Exercise task: Retype the lines below, from the line containing "Traffic-operations request: mark the basement" through the end of the records, both included.
--- Start Records to use ---
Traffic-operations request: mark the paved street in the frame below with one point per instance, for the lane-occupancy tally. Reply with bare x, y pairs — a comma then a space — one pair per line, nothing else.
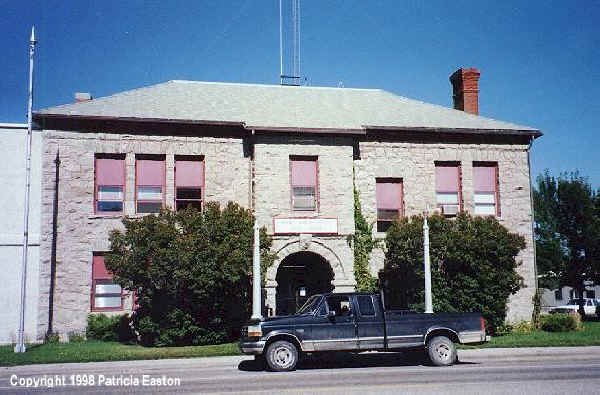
495, 371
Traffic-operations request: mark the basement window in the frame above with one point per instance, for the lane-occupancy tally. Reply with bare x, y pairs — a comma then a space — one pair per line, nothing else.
106, 294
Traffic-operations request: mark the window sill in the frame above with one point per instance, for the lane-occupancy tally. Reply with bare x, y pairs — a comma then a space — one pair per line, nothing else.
106, 216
--- End Records to use ---
Written answer:
Traffic-operations request: mark the basement window in the frame above with one point per instance, for the lane-occupancy tally. Reply with bare x, y pairs — a comma then a space — one pair per line, nothing else.
106, 294
Traffic-operations request: mark the window sill in the frame above with one point per instance, for the lane-occupancy tally. Reply with bare x, y pairs — a comma then a space — one pair per line, nothing else.
106, 216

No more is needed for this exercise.